Part of a data file

☆ ☆ ☆ ☆

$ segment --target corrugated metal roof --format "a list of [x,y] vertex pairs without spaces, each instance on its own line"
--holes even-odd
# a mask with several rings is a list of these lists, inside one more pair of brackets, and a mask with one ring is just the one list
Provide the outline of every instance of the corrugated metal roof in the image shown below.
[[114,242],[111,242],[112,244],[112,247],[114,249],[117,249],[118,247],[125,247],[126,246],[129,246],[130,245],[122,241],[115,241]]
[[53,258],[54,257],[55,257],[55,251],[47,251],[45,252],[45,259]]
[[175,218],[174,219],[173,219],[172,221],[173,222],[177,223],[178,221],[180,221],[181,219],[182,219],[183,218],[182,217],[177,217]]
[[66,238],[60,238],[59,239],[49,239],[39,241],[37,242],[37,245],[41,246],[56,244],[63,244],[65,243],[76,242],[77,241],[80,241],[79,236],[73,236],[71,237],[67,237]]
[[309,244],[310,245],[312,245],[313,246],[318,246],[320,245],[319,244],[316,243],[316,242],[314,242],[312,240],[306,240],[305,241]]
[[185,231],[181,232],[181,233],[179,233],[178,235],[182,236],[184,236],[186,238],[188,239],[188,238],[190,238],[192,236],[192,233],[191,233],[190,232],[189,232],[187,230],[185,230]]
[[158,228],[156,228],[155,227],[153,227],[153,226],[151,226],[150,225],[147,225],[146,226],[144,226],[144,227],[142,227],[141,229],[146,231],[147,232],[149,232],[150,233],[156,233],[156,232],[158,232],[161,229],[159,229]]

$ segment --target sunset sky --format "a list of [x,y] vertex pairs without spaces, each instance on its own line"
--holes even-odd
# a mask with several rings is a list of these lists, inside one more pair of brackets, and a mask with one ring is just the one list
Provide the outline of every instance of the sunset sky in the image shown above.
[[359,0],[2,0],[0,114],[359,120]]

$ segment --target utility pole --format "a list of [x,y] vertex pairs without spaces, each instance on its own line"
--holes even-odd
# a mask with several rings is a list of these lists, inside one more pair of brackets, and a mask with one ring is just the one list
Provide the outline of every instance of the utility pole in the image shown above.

☆ ☆ ☆ ☆

Task details
Could you format every line in the rows above as a numbered list, leaving out the blank lines?

Solution for this exercise
1. $ segment --target corrugated metal roof --format "a list of [x,y] vertex pairs without spaces, each instance on its own line"
2. --holes even-odd
3. # a mask with several rings is a list of these lists, inside one more pair of brackets, and a mask with one ring is just the one list
4. Provide the outline of every instance of the corrugated metal roof in the image shown below.
5. [[114,242],[111,242],[112,244],[112,247],[114,249],[117,249],[118,247],[125,247],[126,246],[129,246],[130,245],[122,241],[115,241]]
6. [[53,258],[54,257],[55,257],[55,251],[47,251],[45,252],[45,259]]
7. [[175,218],[174,219],[173,219],[172,221],[173,222],[177,223],[178,221],[180,221],[181,219],[182,219],[183,218],[182,217],[177,217]]
8. [[66,238],[60,238],[59,239],[49,239],[39,241],[37,242],[37,245],[41,246],[56,244],[63,244],[65,243],[76,242],[77,241],[80,241],[79,236],[73,236],[71,237],[67,237]]
9. [[309,244],[310,245],[312,245],[313,246],[318,246],[320,245],[319,244],[316,243],[316,242],[314,242],[312,240],[306,240],[305,241]]
10. [[185,231],[181,232],[181,233],[179,233],[178,235],[182,236],[184,236],[186,238],[188,239],[188,238],[190,238],[192,236],[192,233],[191,233],[190,232],[189,232],[187,230],[185,230]]
11. [[158,228],[156,228],[155,227],[153,227],[153,226],[151,226],[150,225],[147,225],[146,226],[144,226],[144,227],[142,227],[141,229],[146,231],[147,232],[149,232],[150,233],[156,233],[156,232],[158,232],[161,229],[159,229]]
12. $ segment --target sunset sky --format "a list of [x,y] vertex pairs without spaces, each instance on its own line"
13. --holes even-odd
14. # a mask with several rings is a list of these lists, inside one more pair of brackets, and a mask with one ring is just the one list
15. Provide the outline of every instance of the sunset sky in the image shown above.
16. [[359,0],[2,0],[0,114],[359,120]]
17. $ segment --target utility pole --format "a list of [x,y] vertex pairs without spaces, each instance on its own line"
18. --holes even-odd
19. # a mask with several rings is a list of these lists, inside one more pair of brackets, and a mask with one ring is just the one list
20. Provide the outline of every instance of the utility pole in the image shown above.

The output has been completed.